### Your tasks
1: In the blog entries on rest and relationships, how much rest does the writer say we need every season?
2: Continue the blog entries on rest and relationships, picking up after their final sentence.

### Exercise passage
+++

Rest well to work well

Sometimes we are greedy...Sometiems we are needy...Sometimes we just have low spirits. Spirits so low tht we forget how importnt it is not to overuse our energy. We think we can go on, but then, at the least expected moment, we may just find ourselves completely wrecked, totally exhausted or desparately lost. The importance of regular breaks can hardly be exxaggerated. If you ask me, we need a week of rest every season to be able to perform our responsibilities with diligence and care.

02.10.2022

It's all about relationships

 I don't mean it's not important how much you have on your accounts, or what make is your car. Comfort is a pleasant luxury option, but those things make your body feel good. What makes your soul feel truly happy is the sense, not words, the sense of being in right relationships - at home, at work, with friends, with yourself. This is what truly matters. At the end of the day, you need the car to drive your beloved ones around, you need the phone to use it in communicating with your people. Even a bread and cheese breakfast with your true friend will make you feel much happier than a fancy dining with five courses in a suit-and-tie haute couture restaurant.

+++

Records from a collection
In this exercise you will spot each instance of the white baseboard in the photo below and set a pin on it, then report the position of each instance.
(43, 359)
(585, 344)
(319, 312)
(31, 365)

+++

### Results
1: A week of rest every season.

2:
The relationships where there's no "balance", but each of you tries to do yet something more for the other one- buy their favorite food, order their favorite flowers, remember their favorite colors and smells. And never count how much is spent, but rather how much is felt.

Happiness is in relationships, indeed. The feeling of your close friend dealing with your mood swings, or the patience you find in yourself when your people do drama. This is a detector of who is ours and who is not. I guess if we have nerves for each other, this is true relationship. 

It's not about "let go, and if they don't come back, they aren't your people". It's more about, " if you truly can let go, then do let go", because we don't want, we aren't ready to cope, we aren't capable of letting go of our people. Because we love them, and us with them. Period.